Exercise description:
Repeat the lines below word for word, leaving the pictures out of your answer.

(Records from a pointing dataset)
====
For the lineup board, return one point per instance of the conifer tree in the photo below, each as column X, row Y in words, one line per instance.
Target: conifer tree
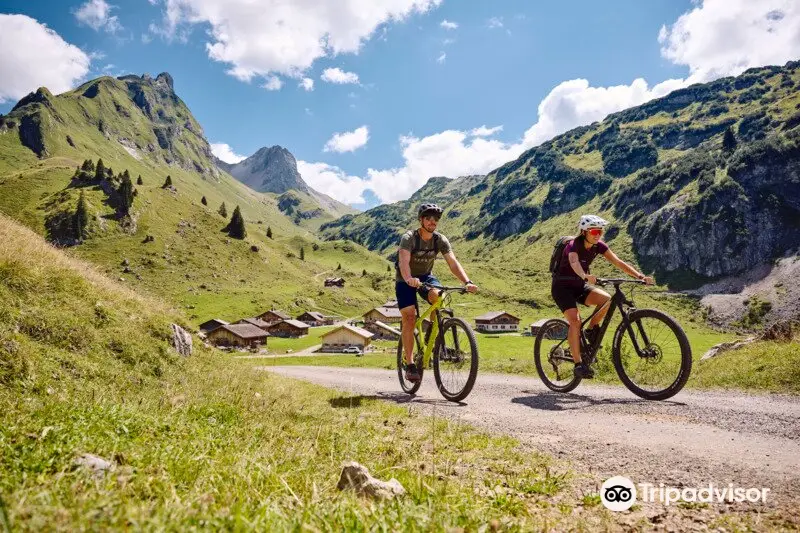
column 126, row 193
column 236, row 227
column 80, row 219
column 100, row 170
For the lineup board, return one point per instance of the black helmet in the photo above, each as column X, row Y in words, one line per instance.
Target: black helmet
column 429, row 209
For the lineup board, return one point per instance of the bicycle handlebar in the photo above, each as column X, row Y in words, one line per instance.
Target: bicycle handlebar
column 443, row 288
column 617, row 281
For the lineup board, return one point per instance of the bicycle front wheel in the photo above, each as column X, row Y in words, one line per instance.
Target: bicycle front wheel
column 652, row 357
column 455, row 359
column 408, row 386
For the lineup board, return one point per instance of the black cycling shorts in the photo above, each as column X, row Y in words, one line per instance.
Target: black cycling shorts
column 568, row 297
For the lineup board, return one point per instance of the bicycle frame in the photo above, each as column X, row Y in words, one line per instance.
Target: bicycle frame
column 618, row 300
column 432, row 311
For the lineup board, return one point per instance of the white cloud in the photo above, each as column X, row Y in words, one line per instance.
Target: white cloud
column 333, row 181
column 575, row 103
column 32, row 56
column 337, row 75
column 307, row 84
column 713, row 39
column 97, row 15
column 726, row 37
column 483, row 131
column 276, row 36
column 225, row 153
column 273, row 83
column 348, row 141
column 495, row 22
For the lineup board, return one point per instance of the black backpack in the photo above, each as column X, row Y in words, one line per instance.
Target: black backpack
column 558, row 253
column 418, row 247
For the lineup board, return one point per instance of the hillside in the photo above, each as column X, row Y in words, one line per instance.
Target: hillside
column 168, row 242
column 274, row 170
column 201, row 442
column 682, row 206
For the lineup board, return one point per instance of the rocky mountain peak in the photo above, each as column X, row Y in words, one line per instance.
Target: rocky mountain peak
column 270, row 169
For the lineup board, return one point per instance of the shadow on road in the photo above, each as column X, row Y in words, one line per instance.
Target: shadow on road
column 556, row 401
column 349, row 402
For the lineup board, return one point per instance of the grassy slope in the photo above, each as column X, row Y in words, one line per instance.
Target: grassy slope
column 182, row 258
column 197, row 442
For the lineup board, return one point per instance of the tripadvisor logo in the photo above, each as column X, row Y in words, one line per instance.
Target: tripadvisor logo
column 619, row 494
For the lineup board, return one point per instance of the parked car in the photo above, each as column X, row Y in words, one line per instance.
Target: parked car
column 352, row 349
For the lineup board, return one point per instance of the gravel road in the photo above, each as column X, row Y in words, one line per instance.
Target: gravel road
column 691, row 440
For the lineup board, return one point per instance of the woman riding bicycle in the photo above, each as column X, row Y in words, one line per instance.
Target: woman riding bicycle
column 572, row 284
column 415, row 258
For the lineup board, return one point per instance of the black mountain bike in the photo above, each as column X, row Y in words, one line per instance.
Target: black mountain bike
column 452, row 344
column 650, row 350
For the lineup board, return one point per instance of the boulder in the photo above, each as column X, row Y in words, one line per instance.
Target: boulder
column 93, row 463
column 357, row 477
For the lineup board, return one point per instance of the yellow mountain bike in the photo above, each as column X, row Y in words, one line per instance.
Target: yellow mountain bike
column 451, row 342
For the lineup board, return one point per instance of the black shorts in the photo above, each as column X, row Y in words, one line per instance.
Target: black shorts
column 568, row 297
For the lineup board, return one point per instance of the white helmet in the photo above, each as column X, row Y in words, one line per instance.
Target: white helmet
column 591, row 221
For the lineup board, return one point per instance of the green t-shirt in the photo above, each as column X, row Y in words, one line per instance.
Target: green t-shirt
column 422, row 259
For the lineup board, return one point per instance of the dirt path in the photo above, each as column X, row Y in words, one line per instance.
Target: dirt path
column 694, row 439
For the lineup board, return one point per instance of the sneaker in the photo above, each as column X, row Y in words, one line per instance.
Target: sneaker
====
Solution to this task:
For the lineup board, return one point per instance of the conifer tree in the photo below, each as column X, row Y in words, one line per instance.
Target: conifer tree
column 126, row 193
column 236, row 227
column 80, row 219
column 100, row 170
For the lineup board, return one point per instance of the black helmet in the photo above, each as column X, row Y in words, one line per instance.
Target: black helmet
column 429, row 209
For the lineup board, return one point per instance of the bicycle handlebar in the photo above, each as column X, row Y in words, one line per instance.
Target: bicycle handlebar
column 443, row 288
column 617, row 281
For the lineup board, return one point per instance of the bicycle front wheel in the photo above, each as column X, row Y in words, one line per instance.
Target: bicycle front wheel
column 652, row 357
column 455, row 359
column 408, row 386
For the lineup board, return one point per instance of the black cycling shorts in the photo above, each as column X, row Y in words, one line per instance.
Target: black cycling shorts
column 568, row 297
For the lineup board, return one point per instance of the bicycle frame in the photo above, each as column X, row Y in words, one line per instance.
Target: bicycle frame
column 618, row 300
column 432, row 311
For the lineup board, return one point per instance of the white cloud in the photo above, each as column X, row Y in words, one line per instance.
Target: white cloud
column 333, row 181
column 575, row 103
column 32, row 56
column 337, row 75
column 307, row 84
column 713, row 39
column 97, row 15
column 726, row 37
column 483, row 131
column 276, row 36
column 225, row 153
column 273, row 83
column 348, row 141
column 495, row 22
For the lineup board, return one point per instance of the black backpack in the photo above, each as column X, row Y in words, one line per instance.
Target: black backpack
column 558, row 253
column 418, row 247
For the lineup board, return one point per instance of the hillside in the photo above, each as column X, row Y in words, one line per instance.
Target: hillside
column 168, row 242
column 274, row 170
column 201, row 442
column 682, row 206
For the lineup board, return one point per instance of the rocky mountain peak in the photo above, each as column X, row Y in words, one line per instance.
Target: rocky mountain peak
column 270, row 169
For the lineup board, return one point per instance of the shadow on road in the photo above, each as column X, row Y in words, one line per instance.
Target: shadow on road
column 556, row 401
column 349, row 402
For the lineup board, return one point per instance of the grassy slope in the photo above, each as column X, row Y in words, one line per instance.
Target: grassy slope
column 182, row 258
column 197, row 442
For the lineup board, return one point per instance of the tripadvisor logo in the photo above, each as column X, row Y in words, one line per instance.
Target: tripadvisor logo
column 619, row 494
For the lineup board, return one point per instance of the parked car in the photo above, each as column X, row Y in words, one line per instance.
Target: parked car
column 352, row 349
For the lineup board, return one point per instance of the gravel road in the photo above, each as column X, row Y in words, one line per instance.
Target: gravel road
column 691, row 440
For the lineup board, return one point per instance of the woman riding bicycle in the photo above, each as column X, row Y in words, one line per instance.
Target: woman riding bicycle
column 572, row 284
column 415, row 258
For the lineup board, return one point per instance of the black mountain bike in the photo above, each as column X, row Y in words, one line per instance.
Target: black mountain bike
column 452, row 344
column 650, row 350
For the lineup board, return one point per instance of the boulder in the photo above, each as column X, row Y in words, one line per instance.
Target: boulder
column 93, row 463
column 357, row 477
For the lineup board, return one point per instance of the yellow mountain bike in the photo above, each as column X, row Y in words, one line per instance.
Target: yellow mountain bike
column 451, row 342
For the lineup board, return one point per instance of the black shorts in the photo above, each as column X, row Y in words, one line per instance.
Target: black shorts
column 568, row 297
For the lineup board, return one point per instance of the white helmet in the photo above, each as column X, row Y in words, one line per instance.
Target: white helmet
column 591, row 221
For the lineup board, return one point per instance of the green t-shirt in the photo above, each as column X, row Y in words, one line per instance.
Target: green t-shirt
column 422, row 259
For the lineup board, return one point per instance of the dirt path in the photo above, each as column X, row Y in words, one line per instance.
Target: dirt path
column 694, row 439
For the lineup board, return one point per instance of the sneaker in the photo above, each as column X, row Y in words, one line per instance.
Target: sneaker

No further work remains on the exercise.